- Task instructions -
Pull out every line of the data below that contains the word "Query".

____ Records for processing

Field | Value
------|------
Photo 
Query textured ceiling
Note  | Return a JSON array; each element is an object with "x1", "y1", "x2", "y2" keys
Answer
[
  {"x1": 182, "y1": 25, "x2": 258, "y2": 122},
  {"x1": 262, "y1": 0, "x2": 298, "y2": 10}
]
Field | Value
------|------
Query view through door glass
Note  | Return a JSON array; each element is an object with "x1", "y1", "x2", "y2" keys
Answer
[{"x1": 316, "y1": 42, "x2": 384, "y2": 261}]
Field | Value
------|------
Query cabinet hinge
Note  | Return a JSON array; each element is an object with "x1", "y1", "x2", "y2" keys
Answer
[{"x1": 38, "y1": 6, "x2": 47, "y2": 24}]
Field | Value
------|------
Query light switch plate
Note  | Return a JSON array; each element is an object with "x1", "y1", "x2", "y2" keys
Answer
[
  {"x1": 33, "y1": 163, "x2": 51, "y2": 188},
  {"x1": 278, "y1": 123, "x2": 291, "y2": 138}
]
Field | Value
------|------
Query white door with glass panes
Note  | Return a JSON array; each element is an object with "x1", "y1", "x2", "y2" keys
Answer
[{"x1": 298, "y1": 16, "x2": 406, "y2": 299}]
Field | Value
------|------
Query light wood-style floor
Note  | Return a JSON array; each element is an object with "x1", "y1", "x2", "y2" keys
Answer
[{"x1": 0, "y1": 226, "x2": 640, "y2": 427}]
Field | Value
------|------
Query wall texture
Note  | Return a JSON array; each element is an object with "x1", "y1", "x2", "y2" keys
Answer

________

- Task output -
Query textured ceiling
Query view through door glass
Query cabinet hinge
Query light switch plate
Query white door with glass panes
Query light wood-style floor
Query wall texture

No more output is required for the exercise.